Recorded data
**********
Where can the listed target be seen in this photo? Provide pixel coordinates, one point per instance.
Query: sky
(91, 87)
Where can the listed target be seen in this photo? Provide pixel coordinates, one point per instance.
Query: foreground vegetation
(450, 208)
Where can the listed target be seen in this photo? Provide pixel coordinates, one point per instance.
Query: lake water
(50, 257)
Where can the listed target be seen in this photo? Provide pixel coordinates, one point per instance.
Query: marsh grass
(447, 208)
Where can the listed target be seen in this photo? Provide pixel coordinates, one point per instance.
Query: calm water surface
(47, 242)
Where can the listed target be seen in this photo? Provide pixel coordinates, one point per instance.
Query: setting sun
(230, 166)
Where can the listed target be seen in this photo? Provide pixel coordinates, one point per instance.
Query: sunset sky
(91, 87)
**********
Your objective:
A verbatim transcription of all the entries above is required.

Output:
Where can the listed target be seen in this photo? Provide pixel coordinates, one point per instance.
Query: sky
(91, 87)
Where can the listed target be seen in this photo? Provide pixel coordinates, one point per instance.
Query: foreground vegetation
(450, 208)
Where can the listed target be seen in this photo? Provide pixel coordinates, one point per instance.
Query: lake water
(50, 257)
Where can the listed target be seen in this photo? Provide pixel coordinates, one point per instance.
Query: marsh grass
(447, 208)
Where can the listed target be seen in this photo? Provide pixel coordinates, one point per instance.
Query: calm water surface
(47, 242)
Where can the listed target be seen in this photo? Provide pixel coordinates, one point per instance.
Query: setting sun
(230, 166)
Where can the listed target be seen in this photo? Provide pixel coordinates, one point per instance.
Query: sunset sky
(91, 87)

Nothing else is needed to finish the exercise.